_Source document_
==============================

Ottawa/Rockcliffe Airport or Rockcliffe Airport , a former military base, is a non-towered airport located on the south shore of the Ottawa River,  northeast of Downtown Ottawa, Ontario, Canada. The airport is the home of the Canada Aviation and Space Museum, which owns the field, and is used and maintained by the Rockcliffe Flying Club.

History 

The airport land was originally a military rifle range. In 1918, the Royal Air Force began using the field behind the range for experimental mail flights, and the airport opened officially in 1920 as the Ottawa Air Station, one of the six original airfields opened across Canada by the new Air Board. Since it is on the shore of the Ottawa river and the runways were connected to the riverfront by a road, it was one of very few airports capable of handling and transferring floatplanes on both land and water. On March 12, 1930, Canadian World War I flying ace William George Barker crashed into the Ottawa River and died during an aerial demonstration over the field. In July 1931, Charles Lindbergh and Anne Morrow Lindbergh visited the airport during their northern surveying tour. During World War II. Rockcliffe participated in the British Commonwealth Air Training Program and many other kinds of testing, training, and transport operations, including flying overseas mail to troops in Europe.

==============================

_Problem to solve_
Write out the Rockcliffe Airport text word for word, everything from "Ottawa/Rockcliffe Airport or" down to "Rockcliffe Flying Club.".

==============================

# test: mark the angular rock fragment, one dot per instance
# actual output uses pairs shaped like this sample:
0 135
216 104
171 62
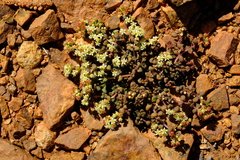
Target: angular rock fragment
25 80
222 49
46 28
220 98
203 83
4 111
43 136
125 143
22 16
141 16
29 55
12 152
73 139
55 96
213 132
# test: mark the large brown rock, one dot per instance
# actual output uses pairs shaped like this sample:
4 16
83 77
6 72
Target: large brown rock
5 13
220 98
203 83
73 139
213 132
29 55
235 123
3 64
25 80
125 143
43 136
55 96
222 49
3 108
12 152
141 16
46 28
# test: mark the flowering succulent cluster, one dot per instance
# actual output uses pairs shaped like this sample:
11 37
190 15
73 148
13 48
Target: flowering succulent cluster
122 75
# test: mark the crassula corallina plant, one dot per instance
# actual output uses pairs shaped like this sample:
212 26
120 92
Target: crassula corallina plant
122 75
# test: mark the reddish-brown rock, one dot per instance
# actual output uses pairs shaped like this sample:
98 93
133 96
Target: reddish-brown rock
73 139
91 121
43 136
46 28
3 64
67 155
11 40
3 108
179 2
5 28
220 98
12 152
124 143
213 132
234 81
29 144
203 83
235 69
222 49
225 18
16 130
152 4
29 55
22 16
4 80
55 96
24 117
112 4
235 123
15 103
25 80
141 16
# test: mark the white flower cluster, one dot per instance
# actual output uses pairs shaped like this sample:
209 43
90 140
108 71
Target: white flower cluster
93 34
85 50
101 57
102 106
164 58
161 132
112 121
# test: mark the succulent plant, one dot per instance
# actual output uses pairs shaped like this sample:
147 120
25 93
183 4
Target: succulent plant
125 75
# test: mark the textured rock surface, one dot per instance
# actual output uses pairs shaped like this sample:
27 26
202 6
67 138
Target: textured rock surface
73 139
220 98
43 136
55 96
213 132
12 152
45 28
203 83
125 143
141 16
29 55
222 48
25 80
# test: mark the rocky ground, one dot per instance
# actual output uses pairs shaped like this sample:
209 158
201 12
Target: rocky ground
39 116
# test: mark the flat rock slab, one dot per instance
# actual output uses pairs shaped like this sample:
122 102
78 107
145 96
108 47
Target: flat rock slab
73 139
55 96
29 55
46 28
223 45
125 143
12 152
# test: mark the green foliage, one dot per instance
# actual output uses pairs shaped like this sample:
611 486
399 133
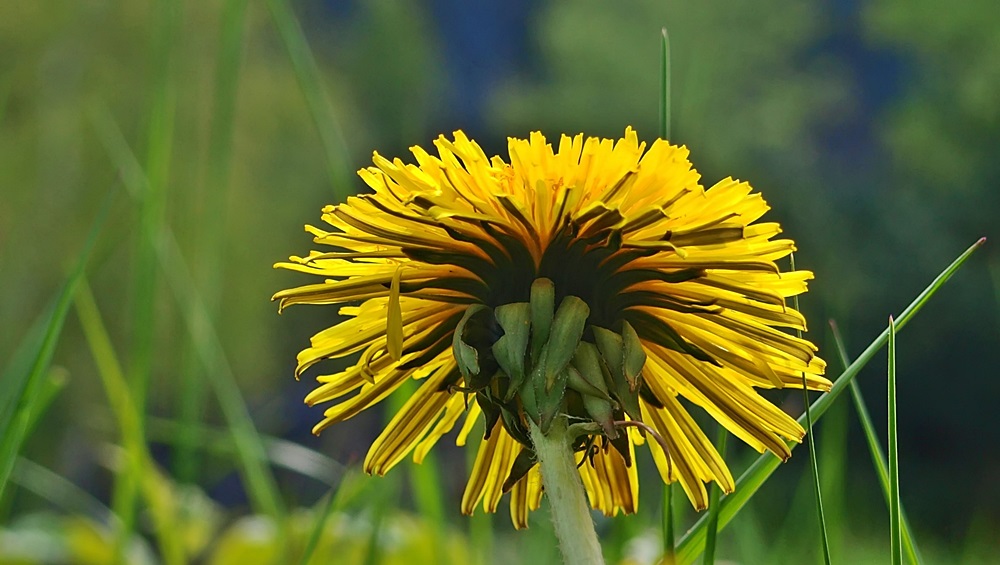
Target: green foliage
229 120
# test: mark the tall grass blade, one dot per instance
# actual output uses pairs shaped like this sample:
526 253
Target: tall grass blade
209 258
281 453
693 542
813 462
310 81
318 527
895 552
60 491
261 486
24 389
664 84
878 456
138 469
713 504
152 208
667 525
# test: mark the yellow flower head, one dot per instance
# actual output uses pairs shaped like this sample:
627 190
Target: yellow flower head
599 281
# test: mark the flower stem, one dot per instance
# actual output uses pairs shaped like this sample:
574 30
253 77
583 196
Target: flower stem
567 498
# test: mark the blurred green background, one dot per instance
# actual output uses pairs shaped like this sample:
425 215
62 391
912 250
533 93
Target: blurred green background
872 128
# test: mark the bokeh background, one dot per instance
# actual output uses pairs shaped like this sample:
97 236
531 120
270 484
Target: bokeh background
871 127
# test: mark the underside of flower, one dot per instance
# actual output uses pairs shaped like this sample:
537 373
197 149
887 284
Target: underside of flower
598 281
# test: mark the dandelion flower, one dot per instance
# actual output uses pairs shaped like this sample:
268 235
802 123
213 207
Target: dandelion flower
597 281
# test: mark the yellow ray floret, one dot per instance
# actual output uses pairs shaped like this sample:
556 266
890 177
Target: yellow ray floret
680 300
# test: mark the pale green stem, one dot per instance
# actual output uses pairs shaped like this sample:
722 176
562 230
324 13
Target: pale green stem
567 499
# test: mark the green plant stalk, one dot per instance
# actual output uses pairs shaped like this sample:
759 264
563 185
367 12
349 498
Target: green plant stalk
667 517
210 258
26 391
159 140
813 462
895 552
832 452
138 464
280 452
693 542
713 503
318 527
564 490
667 523
310 81
60 492
878 456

==============================

_Correct answer_
Ottawa/Rockcliffe Airport or Rockcliffe Airport , a former military base, is a non-towered airport located on the south shore of the Ottawa River,  northeast of Downtown Ottawa, Ontario, Canada. The airport is the home of the Canada Aviation and Space Museum, which owns the field, and is used and maintained by the Rockcliffe Flying Club.